Data for processing:
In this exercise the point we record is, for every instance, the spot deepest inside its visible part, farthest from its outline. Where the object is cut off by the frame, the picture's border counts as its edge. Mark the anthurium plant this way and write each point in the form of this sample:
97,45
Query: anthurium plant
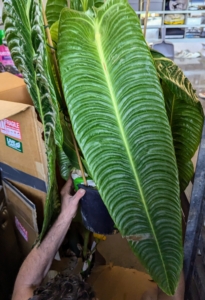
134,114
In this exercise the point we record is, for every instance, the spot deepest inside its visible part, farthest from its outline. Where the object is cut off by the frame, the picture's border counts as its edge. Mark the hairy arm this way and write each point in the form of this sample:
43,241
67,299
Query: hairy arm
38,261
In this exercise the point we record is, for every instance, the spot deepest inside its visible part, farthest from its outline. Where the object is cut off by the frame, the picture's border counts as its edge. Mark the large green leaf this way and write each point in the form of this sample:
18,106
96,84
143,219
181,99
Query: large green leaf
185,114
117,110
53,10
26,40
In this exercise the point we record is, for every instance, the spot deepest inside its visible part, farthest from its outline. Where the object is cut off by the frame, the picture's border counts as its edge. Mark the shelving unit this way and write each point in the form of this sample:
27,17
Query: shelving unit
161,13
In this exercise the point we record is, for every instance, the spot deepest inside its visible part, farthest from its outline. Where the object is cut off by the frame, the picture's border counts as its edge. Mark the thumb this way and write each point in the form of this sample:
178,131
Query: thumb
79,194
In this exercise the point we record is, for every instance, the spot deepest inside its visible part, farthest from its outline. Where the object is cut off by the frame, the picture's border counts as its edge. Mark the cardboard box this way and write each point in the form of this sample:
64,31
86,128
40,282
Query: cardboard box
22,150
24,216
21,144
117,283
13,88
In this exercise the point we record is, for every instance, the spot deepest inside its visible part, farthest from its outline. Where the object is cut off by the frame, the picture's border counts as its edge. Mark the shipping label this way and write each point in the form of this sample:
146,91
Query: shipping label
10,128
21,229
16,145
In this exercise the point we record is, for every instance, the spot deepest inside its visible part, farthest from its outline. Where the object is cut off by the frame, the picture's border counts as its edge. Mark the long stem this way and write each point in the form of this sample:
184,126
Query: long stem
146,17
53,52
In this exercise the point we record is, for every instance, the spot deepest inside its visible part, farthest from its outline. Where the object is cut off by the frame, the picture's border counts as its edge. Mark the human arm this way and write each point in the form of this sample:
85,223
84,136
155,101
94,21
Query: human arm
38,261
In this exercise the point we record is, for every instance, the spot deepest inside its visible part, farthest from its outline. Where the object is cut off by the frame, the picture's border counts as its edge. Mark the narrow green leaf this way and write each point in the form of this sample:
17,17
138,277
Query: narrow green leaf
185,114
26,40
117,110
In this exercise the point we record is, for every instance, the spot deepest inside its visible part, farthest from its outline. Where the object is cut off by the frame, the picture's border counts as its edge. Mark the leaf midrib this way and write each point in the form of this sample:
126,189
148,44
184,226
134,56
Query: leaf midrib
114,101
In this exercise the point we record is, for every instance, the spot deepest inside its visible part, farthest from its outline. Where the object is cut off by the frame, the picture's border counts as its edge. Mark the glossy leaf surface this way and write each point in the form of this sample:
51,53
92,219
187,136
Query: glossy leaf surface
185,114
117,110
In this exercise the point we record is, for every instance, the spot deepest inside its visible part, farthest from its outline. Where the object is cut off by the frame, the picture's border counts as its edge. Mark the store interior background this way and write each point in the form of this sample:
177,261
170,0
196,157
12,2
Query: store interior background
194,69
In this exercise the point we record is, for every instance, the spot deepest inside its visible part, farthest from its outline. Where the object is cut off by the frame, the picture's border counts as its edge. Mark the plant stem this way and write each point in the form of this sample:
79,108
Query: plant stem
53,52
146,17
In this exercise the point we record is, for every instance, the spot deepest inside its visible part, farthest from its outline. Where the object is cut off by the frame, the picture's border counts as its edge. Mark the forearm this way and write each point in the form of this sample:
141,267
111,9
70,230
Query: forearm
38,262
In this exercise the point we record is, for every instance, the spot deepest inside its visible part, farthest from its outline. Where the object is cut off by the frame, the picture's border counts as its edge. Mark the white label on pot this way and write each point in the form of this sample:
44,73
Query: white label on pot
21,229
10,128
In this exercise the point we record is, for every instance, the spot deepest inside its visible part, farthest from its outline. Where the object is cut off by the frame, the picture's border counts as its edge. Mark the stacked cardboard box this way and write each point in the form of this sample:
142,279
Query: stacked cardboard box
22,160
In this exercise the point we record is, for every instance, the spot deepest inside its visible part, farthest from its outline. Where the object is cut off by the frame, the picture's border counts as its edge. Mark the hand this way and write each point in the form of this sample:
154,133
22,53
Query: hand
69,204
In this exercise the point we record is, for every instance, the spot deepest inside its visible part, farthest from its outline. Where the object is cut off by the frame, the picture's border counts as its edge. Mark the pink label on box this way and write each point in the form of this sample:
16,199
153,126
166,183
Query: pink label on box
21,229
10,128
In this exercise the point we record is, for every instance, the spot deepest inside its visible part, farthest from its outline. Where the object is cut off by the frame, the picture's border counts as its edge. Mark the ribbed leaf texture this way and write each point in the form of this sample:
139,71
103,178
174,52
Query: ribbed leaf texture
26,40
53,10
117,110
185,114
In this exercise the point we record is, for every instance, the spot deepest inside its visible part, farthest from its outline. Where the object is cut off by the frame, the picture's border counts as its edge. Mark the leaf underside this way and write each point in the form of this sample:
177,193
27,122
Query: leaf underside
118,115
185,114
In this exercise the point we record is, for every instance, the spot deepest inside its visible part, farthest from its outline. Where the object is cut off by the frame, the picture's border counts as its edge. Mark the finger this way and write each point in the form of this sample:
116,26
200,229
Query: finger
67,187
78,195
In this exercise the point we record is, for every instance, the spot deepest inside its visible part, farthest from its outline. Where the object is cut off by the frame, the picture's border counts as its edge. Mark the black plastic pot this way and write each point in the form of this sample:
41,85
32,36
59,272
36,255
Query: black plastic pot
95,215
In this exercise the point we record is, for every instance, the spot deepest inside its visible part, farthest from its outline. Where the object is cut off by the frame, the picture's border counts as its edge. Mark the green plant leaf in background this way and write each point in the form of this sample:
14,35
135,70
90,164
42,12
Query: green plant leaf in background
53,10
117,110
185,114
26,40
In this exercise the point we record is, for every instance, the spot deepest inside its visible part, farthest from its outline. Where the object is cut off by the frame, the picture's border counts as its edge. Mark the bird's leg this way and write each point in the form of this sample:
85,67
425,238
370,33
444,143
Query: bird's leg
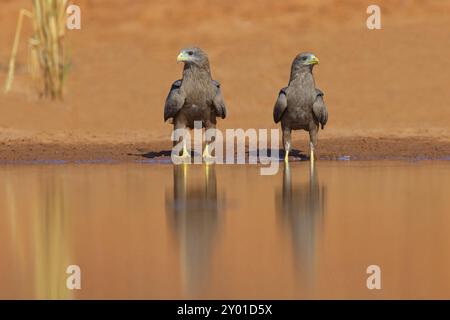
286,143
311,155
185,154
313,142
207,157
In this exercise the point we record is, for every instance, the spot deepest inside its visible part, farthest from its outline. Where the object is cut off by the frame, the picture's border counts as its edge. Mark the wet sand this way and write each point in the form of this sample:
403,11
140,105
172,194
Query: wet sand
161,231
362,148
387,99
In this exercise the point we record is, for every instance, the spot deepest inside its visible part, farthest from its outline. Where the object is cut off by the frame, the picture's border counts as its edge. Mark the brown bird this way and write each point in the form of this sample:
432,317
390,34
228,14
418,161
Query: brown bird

Exercise aim: None of the pictures should appear; repeat the records exactly otherwise.

Result of this task:
In this exercise the point we record is, for every instance, the spot deepest inside its visible part, farthest from its outline. Where the object is cut off by the frame, the picture's border counts as its edge. Mark the anthurium plant this way and write each point in the form of this sample:
97,45
Query: anthurium plant
134,114
In this exercise the point we record is, for every instance, the spot deepest inside its visible part, farthest from its outline. Where the object is cut off by the frame, the picture's border counts as its edge. Mark the hairy arm this way and write each point in the form of this sample:
43,241
67,299
Query: hairy arm
38,261
In this exercise the point we record is, for every instance, the spot deepest inside its visible part, farthest from its outline. Where the object is cut off by the frame, the picture's border counts as its edge. Mark the large green leaf this way and write each point in the form of this sample:
18,106
96,84
143,219
181,99
Query: large green leaf
185,114
117,110
53,10
26,40
In this exercise the point we record is, for every instance, the spot deepest inside its visible part, farthest from its outline. Where the object is cut off by the frame, the picture's border counts as its edge. Mark the shelving unit this way and write each point in the form of this sample:
27,17
Query: shelving unit
161,13
In this exercise the point we record is, for every instance, the spot deepest inside its visible part, farthest from its outline. Where the object is cut off by the frame, the picture's border counts as its edge. Mark the thumb this way and write each point in the form of this sample:
178,131
Query: thumb
79,194
In this exercise the point we record is, for every instance, the spot deepest inside its visible part, farthest from its outline. Where the object is cut off by the frame, the picture's border counts as its edge. Mark the cardboard box this way and write each point in the form of this sample:
64,31
86,128
40,282
Query: cardboard box
22,150
24,216
21,144
117,283
13,88
In this exercise the point we record is, for every instance, the spot deepest inside its visible part, farthest from its outline. Where the object is cut off by the frame, the picture's border counts as its edge. Mark the shipping label this way and write each point in the form of this sample:
146,91
Query: shipping label
10,128
21,229
16,145
In this exercise the point we record is, for every instance, the spot deepest inside its visible part, farthest from its outline. Where the object is cut off by the frame, the picture's border counts as its edge. Mark the long stem this way and write each point in the form of this sample:
184,126
Query: long stem
146,17
53,52
In this exercise the point we record is, for every instance, the spot deepest inside its visible part, farthest from its outline. Where the object is cut off by the frame, the picture's border counts as its edge. Mark the human arm this way and write each point in the form of this sample:
85,223
84,136
155,101
94,21
Query: human arm
38,261
In this exercise the point we record is, for every instance, the spot deepest inside its visible part, farthest from its outline. Where the object is cut off by the frame, the picture's border counts as its edge. Mark the narrow green leaf this way and write each point in the form of this sample:
17,17
138,277
Query: narrow green leaf
185,114
26,40
117,110
In this exercise the point we record is, for every instance, the spot deepest inside its visible part, farthest from its outline. Where the object is cut off by the frame, the picture's border counts as its edge. Mark the leaf midrib this way and write each point in the form of this sample:
126,189
148,44
184,226
134,56
Query: leaf midrib
114,101
In this exercise the point we record is, for every instance, the spot deepest inside its visible part, farthest from its outline. Where the object is cut off by the frame, the picture's border counts as its edge. Mark the glossy leaf surface this way and write each point in the form of this sample:
51,53
92,219
187,136
Query: glossy leaf surface
185,114
117,110
In this exercise the point we record is, for every instance, the spot deepest inside its visible part, farthest from its outline. Where the object is cut off by the frame, the picture's border counts as its edge. Mark the store interior background this way and write each point in the form of this sample:
177,261
170,0
196,157
12,2
Query: store interior background
194,69
In this exercise the point we record is, for every instance, the spot deepest inside its visible part, farthest from its outline. Where the object is cut off by the frame, the picture's border counts as its edge. Mark the plant stem this way and write each point in the form of this sample:
79,108
Query: plant stem
53,52
146,17
In this exercise the point we record is, for every instance, the spot deepest inside its visible part, farthest from its outline. Where the object is cut off by the frame, the picture's border counts as its edge. Mark the forearm this way and write each point in the form of this sample:
141,267
111,9
70,230
Query: forearm
38,262
In this exercise the point we record is, for every instance, the spot deepest inside its visible part, farthest from its outline. Where the object is cut off by the frame, the picture's border counts as its edge. Mark the white label on pot this way and write each point in the form of this sample:
44,73
Query: white label on pot
21,229
10,128
In this exercise the point we record is, for every instance, the spot deepest inside its visible part, farthest from its outline. Where the object is cut off by the frame, the picture's border counts as its edge. Mark the stacked cardboard box this way and write each point in the form of this sample:
142,279
Query: stacked cardboard box
22,160
In this exercise the point we record is, for every instance, the spot deepest inside its visible part, farthest from its outline. Where the object is cut off by the frame, the picture's border counts as its edge. Mark the hand this way and write each point in the form of this sample:
154,133
22,53
Query: hand
69,204
In this exercise the point we record is, for every instance, the spot deepest inside its visible part, farthest from its outline. Where the object is cut off by the frame, the picture's border counts as its edge. Mark the pink label on box this way and write each point in the form of this sample:
16,199
153,126
166,183
Query: pink label on box
21,229
10,128
In this exercise the point we record is, for every instance, the spot deepest inside its visible part, farthest from its outline. Where the object is cut off by the frame, the picture's border counts as its edge. Mark the ribbed leaf texture this way and write each point in the form of this sample:
139,71
103,178
174,52
Query: ribbed leaf texture
26,40
53,10
117,110
185,114
In this exercise the point we record is, for every instance, the spot deepest inside its visible part, farthest from its outline. Where the object is cut off by the frame, the picture's border counts as its edge. Mark the leaf underside this way and write each point in the form of this sample:
177,193
27,122
Query: leaf underside
118,115
185,114
In this exercise the point we record is, for every instance, the spot deepest inside its visible part, farthest from its outline. Where the object is cut off by the frame, the picture's border counts as its edge. Mark the finger this way and write each point in the form of this sample:
116,26
200,229
Query: finger
67,187
78,195
In this exercise the point we record is, for every instance, the spot deepest inside its visible part, farthest from its outline. Where the object is cut off by the frame, the picture's border counts as its edge. Mark the black plastic pot this way and write each point in the form of this sample:
41,85
32,36
59,272
36,255
Query: black plastic pot
95,215
In this exercise the point we record is, for every instance, the spot deepest inside its visible part, farthest from its outline. Where the object is cut off by the frame, the picture's border counts as its edge. Mark the green plant leaf in background this way and write each point in the form of this sample:
14,35
135,70
90,164
42,12
Query: green plant leaf in background
53,10
117,110
185,114
26,40
In this exercise the point we record is, for every instance, the spot deepest inside its visible part, farthest from its outline. Where the object is cut off by the frame, the picture's border counts as its edge. Mark the bird's leg this way and write each point in the form of this sample:
85,67
425,238
370,33
444,143
Query: bird's leg
286,143
311,155
185,154
313,142
207,157
In this exercise the point we record is, for every instance, the spot deepest inside its visible part, farthest from its outline. Where the object is cut off by the frame, the picture's border counts as its edge. Mark the wet sand this way and write each point in the form of this sample:
403,11
140,105
172,194
Query: wet sand
161,231
362,148
387,99
In this exercise the point we record is, for every instance, the spot deepest inside its visible part, farthest from its outline. Where the object is cut off by the frame, the picture's border counts as its edge. Mark the brown bird this way and write each point in the form of this sample:
432,317
390,34
228,14
418,161
Query: brown bird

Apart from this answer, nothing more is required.